• _DATASET RECORDS_:
* start *
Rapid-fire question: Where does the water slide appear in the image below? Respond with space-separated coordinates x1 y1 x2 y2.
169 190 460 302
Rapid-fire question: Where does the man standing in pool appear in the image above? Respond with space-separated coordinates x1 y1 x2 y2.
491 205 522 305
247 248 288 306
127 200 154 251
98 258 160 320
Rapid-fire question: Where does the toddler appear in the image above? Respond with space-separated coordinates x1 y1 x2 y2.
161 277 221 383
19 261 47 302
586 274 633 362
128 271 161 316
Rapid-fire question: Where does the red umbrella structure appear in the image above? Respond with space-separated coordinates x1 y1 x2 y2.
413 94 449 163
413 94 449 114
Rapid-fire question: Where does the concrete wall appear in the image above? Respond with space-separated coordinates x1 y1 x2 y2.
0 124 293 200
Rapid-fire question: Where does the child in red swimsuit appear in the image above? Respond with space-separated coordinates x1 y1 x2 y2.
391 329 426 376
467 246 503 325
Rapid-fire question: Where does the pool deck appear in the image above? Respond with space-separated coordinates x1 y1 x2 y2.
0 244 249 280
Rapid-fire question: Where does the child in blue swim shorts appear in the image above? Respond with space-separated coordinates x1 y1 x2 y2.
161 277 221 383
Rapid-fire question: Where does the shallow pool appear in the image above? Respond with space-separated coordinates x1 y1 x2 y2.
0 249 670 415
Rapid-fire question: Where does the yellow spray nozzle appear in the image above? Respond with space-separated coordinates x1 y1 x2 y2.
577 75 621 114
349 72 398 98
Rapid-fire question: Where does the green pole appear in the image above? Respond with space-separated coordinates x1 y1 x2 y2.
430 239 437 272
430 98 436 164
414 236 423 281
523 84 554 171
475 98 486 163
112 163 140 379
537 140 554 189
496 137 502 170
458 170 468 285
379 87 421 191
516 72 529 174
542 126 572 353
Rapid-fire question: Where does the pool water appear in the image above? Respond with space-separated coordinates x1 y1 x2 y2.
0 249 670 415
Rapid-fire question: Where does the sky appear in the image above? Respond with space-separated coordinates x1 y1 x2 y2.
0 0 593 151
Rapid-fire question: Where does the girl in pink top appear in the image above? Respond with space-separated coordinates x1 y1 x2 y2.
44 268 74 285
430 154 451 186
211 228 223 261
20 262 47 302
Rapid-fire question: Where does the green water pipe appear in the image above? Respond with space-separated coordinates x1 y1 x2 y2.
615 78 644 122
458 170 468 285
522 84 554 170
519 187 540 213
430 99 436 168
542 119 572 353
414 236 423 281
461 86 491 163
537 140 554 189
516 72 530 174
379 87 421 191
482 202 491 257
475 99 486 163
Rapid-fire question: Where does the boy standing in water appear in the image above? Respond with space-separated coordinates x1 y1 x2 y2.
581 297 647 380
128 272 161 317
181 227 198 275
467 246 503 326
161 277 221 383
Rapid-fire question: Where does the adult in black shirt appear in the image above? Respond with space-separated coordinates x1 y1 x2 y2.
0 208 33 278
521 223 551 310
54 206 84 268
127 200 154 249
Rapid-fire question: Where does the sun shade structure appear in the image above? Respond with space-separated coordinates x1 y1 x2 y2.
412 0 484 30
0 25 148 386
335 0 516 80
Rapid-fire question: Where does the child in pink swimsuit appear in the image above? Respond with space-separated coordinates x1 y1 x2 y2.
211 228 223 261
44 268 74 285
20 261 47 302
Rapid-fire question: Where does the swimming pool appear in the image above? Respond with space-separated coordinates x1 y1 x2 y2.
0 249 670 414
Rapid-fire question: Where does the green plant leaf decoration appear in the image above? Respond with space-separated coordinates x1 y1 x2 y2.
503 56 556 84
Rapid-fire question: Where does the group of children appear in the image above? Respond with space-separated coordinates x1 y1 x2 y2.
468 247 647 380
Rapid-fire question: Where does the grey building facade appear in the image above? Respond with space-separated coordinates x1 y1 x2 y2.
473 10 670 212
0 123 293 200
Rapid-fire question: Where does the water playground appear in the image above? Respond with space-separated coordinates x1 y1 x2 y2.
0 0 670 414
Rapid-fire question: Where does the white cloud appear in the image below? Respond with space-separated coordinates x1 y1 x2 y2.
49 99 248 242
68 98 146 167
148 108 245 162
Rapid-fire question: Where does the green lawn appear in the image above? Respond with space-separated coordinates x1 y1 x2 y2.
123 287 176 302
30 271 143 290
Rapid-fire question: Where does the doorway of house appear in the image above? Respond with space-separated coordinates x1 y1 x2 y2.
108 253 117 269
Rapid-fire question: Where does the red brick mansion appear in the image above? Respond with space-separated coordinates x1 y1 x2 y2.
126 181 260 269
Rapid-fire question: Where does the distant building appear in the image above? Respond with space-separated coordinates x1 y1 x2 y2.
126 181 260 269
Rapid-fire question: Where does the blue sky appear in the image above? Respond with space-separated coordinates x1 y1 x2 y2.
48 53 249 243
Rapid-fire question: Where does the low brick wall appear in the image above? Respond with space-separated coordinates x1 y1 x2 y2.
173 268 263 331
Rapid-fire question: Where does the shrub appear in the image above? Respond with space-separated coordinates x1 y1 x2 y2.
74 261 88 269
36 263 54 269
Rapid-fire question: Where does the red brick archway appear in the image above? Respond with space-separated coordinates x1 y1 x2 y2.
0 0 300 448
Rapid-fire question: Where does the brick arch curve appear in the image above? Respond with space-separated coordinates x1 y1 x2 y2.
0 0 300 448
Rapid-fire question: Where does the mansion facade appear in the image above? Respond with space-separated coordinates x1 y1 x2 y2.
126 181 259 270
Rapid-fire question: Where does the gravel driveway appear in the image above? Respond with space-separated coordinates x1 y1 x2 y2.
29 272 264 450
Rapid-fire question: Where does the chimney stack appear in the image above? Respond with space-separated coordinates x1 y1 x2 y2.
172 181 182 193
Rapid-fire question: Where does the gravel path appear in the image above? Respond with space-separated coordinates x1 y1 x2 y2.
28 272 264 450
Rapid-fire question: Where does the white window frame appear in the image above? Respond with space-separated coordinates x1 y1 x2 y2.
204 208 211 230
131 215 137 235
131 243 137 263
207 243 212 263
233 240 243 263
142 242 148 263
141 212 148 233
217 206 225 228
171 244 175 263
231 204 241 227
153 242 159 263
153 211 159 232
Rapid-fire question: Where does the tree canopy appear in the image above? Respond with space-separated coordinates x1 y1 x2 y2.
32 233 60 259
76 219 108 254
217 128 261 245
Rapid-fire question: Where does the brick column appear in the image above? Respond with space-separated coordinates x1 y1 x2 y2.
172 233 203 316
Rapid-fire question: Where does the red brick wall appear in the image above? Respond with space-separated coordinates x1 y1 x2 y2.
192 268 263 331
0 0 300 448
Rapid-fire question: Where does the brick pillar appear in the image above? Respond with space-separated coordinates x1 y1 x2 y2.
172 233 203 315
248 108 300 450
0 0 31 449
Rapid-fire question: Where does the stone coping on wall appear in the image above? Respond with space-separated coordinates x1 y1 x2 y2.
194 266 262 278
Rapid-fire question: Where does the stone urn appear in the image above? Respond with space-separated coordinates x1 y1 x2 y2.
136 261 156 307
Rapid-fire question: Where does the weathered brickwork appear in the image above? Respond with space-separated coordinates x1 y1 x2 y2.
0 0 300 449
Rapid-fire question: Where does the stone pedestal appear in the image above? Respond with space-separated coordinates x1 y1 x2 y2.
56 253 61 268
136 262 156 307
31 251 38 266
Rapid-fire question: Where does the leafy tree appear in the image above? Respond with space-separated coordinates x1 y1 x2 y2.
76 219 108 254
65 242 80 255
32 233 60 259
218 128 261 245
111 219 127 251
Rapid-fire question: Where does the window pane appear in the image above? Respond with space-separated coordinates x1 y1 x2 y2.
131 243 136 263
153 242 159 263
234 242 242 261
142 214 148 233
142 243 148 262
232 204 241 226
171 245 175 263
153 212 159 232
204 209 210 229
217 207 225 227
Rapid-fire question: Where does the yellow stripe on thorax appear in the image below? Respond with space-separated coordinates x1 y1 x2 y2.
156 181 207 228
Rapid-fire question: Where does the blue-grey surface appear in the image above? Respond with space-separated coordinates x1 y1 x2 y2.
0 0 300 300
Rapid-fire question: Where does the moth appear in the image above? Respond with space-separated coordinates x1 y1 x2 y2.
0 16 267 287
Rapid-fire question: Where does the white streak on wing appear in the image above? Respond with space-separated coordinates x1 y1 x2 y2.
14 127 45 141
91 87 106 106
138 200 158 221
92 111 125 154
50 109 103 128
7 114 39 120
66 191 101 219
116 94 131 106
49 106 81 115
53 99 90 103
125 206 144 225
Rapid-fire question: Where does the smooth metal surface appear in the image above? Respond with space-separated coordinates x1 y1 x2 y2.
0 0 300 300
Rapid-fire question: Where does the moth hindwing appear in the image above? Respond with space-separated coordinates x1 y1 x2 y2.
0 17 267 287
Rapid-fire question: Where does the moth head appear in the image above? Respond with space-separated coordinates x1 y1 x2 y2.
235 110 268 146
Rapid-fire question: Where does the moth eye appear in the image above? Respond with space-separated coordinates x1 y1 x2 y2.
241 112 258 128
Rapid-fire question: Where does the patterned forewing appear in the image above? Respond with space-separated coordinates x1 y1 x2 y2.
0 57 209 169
* end *
• _EXERCISE BRIEF_: Copy the rows verbatim from the line containing "Rapid-fire question: Where does the smooth" through the end of the rows, including both of those lines.

• _TASK RESULT_:
Rapid-fire question: Where does the smooth metal surface appear in the image above? Respond with space-separated coordinates x1 y1 x2 y2.
0 0 300 300
Rapid-fire question: Where does the moth hindwing appear in the image above? Respond with space-separated coordinates x1 y1 x2 y2.
0 17 267 287
Rapid-fire question: Where does the moth head appear in the image above? Respond with space-separated coordinates x1 y1 x2 y2.
235 110 268 146
Rapid-fire question: Where does the moth eye appear in the image above? Respond with space-separated coordinates x1 y1 x2 y2.
241 112 258 128
Rapid-fire question: Where does the patterned forewing appear in the image above? Respond with space-separated coordinates x1 y1 x2 y2.
0 57 209 169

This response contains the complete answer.